_Task_
Extract every line of the material below and reproduce each one verbatim, in the same order.

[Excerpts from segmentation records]
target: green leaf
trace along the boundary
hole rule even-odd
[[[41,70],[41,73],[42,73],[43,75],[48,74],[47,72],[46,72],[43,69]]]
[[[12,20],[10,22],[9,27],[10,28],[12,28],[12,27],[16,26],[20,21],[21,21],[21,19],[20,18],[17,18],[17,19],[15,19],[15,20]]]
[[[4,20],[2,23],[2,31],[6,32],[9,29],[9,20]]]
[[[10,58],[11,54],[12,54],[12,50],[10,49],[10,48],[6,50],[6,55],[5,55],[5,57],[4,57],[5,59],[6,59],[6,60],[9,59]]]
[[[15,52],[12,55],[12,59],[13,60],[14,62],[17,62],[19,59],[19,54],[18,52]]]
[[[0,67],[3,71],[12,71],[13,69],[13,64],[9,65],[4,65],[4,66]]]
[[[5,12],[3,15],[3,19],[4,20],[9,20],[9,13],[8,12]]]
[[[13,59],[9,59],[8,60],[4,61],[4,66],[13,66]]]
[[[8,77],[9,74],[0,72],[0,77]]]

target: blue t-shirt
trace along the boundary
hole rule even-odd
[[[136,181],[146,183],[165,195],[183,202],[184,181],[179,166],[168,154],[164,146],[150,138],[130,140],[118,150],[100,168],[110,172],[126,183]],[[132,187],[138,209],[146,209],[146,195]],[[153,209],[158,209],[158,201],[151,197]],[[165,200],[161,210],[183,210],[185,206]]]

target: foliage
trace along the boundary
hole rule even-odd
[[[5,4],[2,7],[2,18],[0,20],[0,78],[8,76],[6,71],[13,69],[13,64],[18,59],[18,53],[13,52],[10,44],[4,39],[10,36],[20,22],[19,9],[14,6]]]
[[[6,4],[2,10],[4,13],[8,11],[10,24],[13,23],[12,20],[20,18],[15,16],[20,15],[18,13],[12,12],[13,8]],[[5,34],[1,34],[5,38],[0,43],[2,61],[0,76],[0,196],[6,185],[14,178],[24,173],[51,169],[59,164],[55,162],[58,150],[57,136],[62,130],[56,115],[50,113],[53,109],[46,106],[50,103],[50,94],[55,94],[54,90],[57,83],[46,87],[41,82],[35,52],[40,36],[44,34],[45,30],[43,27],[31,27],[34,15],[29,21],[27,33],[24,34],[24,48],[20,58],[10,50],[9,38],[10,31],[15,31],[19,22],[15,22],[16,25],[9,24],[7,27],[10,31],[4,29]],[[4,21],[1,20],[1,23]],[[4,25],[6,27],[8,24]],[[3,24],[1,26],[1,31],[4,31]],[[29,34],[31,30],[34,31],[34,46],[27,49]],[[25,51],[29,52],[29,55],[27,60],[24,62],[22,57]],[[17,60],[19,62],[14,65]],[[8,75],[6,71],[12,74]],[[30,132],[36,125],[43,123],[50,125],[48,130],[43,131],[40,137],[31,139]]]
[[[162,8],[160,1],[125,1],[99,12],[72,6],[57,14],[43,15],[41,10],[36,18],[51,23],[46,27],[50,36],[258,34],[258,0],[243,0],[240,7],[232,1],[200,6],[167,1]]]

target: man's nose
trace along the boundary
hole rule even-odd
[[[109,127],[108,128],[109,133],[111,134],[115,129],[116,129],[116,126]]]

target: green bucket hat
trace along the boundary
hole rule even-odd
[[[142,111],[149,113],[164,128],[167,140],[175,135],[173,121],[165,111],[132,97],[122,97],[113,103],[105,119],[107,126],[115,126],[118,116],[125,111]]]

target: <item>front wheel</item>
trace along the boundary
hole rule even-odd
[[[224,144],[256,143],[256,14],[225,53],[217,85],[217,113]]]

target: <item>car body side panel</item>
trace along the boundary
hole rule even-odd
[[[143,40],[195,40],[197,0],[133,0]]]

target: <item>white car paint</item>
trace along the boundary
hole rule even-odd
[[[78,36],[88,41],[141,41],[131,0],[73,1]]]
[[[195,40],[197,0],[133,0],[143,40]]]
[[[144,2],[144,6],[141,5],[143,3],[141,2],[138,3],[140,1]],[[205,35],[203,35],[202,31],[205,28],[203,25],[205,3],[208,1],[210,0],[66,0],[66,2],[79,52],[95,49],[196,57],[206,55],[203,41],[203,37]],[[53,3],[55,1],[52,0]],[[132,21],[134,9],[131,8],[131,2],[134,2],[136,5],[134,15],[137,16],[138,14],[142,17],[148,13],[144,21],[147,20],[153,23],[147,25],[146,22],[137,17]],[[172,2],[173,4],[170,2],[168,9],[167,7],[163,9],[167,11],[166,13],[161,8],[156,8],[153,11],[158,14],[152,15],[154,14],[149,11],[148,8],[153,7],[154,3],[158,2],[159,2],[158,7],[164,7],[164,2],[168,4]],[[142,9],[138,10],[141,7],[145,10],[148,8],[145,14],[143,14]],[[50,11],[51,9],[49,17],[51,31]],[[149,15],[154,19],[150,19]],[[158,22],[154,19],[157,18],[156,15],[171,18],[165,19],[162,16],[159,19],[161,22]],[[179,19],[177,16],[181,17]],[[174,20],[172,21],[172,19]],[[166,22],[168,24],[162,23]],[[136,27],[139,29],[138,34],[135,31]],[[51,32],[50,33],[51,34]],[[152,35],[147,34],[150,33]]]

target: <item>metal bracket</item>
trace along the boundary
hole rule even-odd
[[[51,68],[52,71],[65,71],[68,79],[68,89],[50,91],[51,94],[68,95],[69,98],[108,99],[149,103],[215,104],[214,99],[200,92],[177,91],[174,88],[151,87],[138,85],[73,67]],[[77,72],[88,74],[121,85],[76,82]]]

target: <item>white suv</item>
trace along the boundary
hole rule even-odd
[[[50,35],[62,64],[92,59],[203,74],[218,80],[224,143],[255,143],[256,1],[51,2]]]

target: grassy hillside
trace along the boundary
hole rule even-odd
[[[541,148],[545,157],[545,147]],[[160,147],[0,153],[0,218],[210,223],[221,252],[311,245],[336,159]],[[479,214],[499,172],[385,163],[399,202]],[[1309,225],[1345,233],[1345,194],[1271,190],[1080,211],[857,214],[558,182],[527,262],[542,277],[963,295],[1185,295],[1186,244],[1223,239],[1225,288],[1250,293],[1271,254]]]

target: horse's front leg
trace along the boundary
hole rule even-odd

_Solution to the exercise_
target: green leaf
trace along the boundary
hole rule even-odd
[[[41,70],[41,73],[42,73],[43,75],[48,74],[47,72],[46,72],[43,69]]]
[[[12,20],[10,22],[9,27],[10,28],[12,28],[12,27],[16,26],[20,21],[21,21],[21,19],[20,18],[17,18],[17,19],[15,19],[15,20]]]
[[[4,20],[2,23],[2,31],[6,32],[9,29],[9,20]]]
[[[10,58],[11,54],[12,54],[12,50],[10,49],[10,48],[6,50],[6,55],[5,55],[5,57],[4,57],[5,59],[6,59],[6,60],[9,59]]]
[[[15,52],[12,55],[12,59],[13,60],[14,62],[17,62],[19,59],[19,54],[18,52]]]
[[[0,67],[3,71],[12,71],[13,69],[13,64],[9,65],[4,65],[4,66]]]
[[[5,12],[3,15],[3,19],[4,20],[9,20],[9,13],[8,12]]]
[[[13,59],[9,59],[8,60],[4,61],[4,66],[13,66]]]
[[[8,77],[9,74],[0,72],[0,77]]]

target: blue t-shirt
trace along the boundary
hole rule even-odd
[[[136,181],[146,183],[165,195],[183,202],[184,181],[179,166],[168,154],[164,146],[150,138],[130,140],[118,150],[100,168],[110,172],[126,183]],[[132,187],[138,209],[146,209],[146,195]],[[153,209],[158,209],[158,201],[151,197]],[[165,200],[161,210],[183,210],[185,206]]]

target: foliage
trace along the boundary
hole rule even-odd
[[[5,4],[2,7],[2,18],[0,20],[0,78],[8,76],[6,71],[13,69],[13,64],[18,59],[18,53],[13,52],[10,44],[4,39],[10,36],[20,22],[19,9],[14,6]]]
[[[6,4],[2,10],[4,13],[8,11],[10,24],[13,23],[12,20],[20,18],[15,16],[20,15],[18,13],[12,12],[13,8]],[[5,34],[1,34],[5,38],[0,43],[2,61],[0,76],[0,196],[6,185],[14,178],[24,173],[51,169],[59,164],[55,162],[58,150],[57,136],[62,130],[56,115],[50,113],[53,109],[46,106],[50,103],[50,94],[55,94],[54,90],[57,83],[46,87],[41,82],[35,52],[40,36],[44,34],[45,30],[43,27],[31,27],[34,15],[29,21],[27,33],[24,34],[24,48],[20,58],[10,50],[9,38],[10,31],[15,31],[19,22],[15,22],[16,25],[9,24],[7,27],[10,31],[4,29]],[[4,21],[1,20],[1,23]],[[4,25],[6,27],[8,24]],[[3,24],[1,26],[1,31],[4,31]],[[29,34],[31,30],[34,31],[34,46],[27,49]],[[25,51],[29,52],[29,55],[27,60],[24,62],[22,57]],[[17,60],[19,62],[14,65]],[[8,75],[6,71],[12,74]],[[30,132],[36,125],[43,123],[50,125],[48,130],[43,131],[40,137],[31,139]]]
[[[162,8],[160,1],[125,1],[99,12],[72,6],[57,14],[43,15],[41,10],[36,18],[51,23],[46,27],[50,36],[258,34],[258,0],[243,0],[240,7],[232,1],[200,6],[167,1]]]

target: man's nose
trace along the boundary
hole rule even-odd
[[[109,127],[108,128],[109,133],[111,134],[115,129],[116,129],[116,126]]]

target: green bucket hat
trace along the boundary
hole rule even-odd
[[[142,111],[149,113],[164,128],[167,140],[175,135],[173,121],[165,111],[132,97],[122,97],[113,103],[105,119],[107,126],[115,126],[118,116],[125,111]]]

target: <item>front wheel</item>
trace along the boundary
hole rule even-odd
[[[224,144],[256,143],[256,14],[225,53],[217,85],[217,113]]]

target: <item>car body side panel</item>
trace along the boundary
hole rule even-odd
[[[143,40],[195,40],[197,0],[133,0]]]

target: <item>white car paint</item>
trace along the boundary
hole rule even-odd
[[[78,36],[88,41],[141,41],[131,0],[73,1]]]
[[[195,40],[197,0],[133,0],[143,40]]]
[[[144,2],[144,6],[141,5],[143,3],[141,2],[138,3],[140,1]],[[205,35],[203,35],[202,31],[205,28],[203,25],[205,3],[208,1],[210,0],[66,0],[66,2],[79,52],[95,49],[196,57],[206,55],[203,41],[203,37]],[[53,3],[55,1],[52,0]],[[132,21],[134,9],[131,8],[131,2],[134,2],[136,5],[134,15],[137,16],[138,14],[142,17],[148,13],[144,21],[147,20],[153,23],[147,25],[146,22],[137,17]],[[172,2],[173,4],[170,2],[168,9],[167,7],[163,9],[167,11],[166,13],[161,8],[156,8],[153,11],[158,14],[152,15],[154,14],[149,11],[148,8],[153,7],[154,3],[158,2],[159,2],[158,7],[164,7],[164,2],[168,4]],[[142,9],[138,10],[141,7],[145,10],[148,8],[145,14],[143,14]],[[50,11],[51,9],[49,17],[51,31]],[[149,15],[154,19],[150,19]],[[158,22],[154,19],[157,18],[156,15],[171,18],[165,19],[162,16],[159,19],[161,22]],[[179,19],[177,16],[181,17]],[[174,20],[172,21],[172,19]],[[166,22],[168,24],[162,23]],[[136,27],[139,29],[138,34],[135,31]],[[51,32],[50,33],[51,34]],[[152,35],[147,34],[150,33]]]

target: <item>metal bracket</item>
trace along the boundary
hole rule even-odd
[[[51,68],[52,71],[65,71],[68,79],[68,89],[50,91],[51,94],[68,95],[69,98],[108,99],[149,103],[215,104],[214,99],[200,92],[177,91],[174,88],[151,87],[138,85],[73,67]],[[77,72],[88,74],[121,85],[76,82]]]

target: <item>white suv</item>
trace along the boundary
hole rule even-odd
[[[50,35],[62,64],[92,59],[203,74],[218,80],[224,143],[255,143],[256,1],[51,2]]]

target: grassy hillside
trace along the boundary
hole rule even-odd
[[[541,148],[545,157],[545,147]],[[160,147],[0,153],[0,218],[210,223],[221,252],[311,245],[336,159]],[[479,214],[499,172],[385,163],[399,202]],[[1309,225],[1345,233],[1345,194],[1271,190],[1080,211],[857,214],[558,182],[527,262],[542,277],[963,295],[1185,295],[1186,244],[1223,239],[1225,288],[1250,293],[1271,254]]]

target: horse's front leg
trace along the boundary
hole rule even-odd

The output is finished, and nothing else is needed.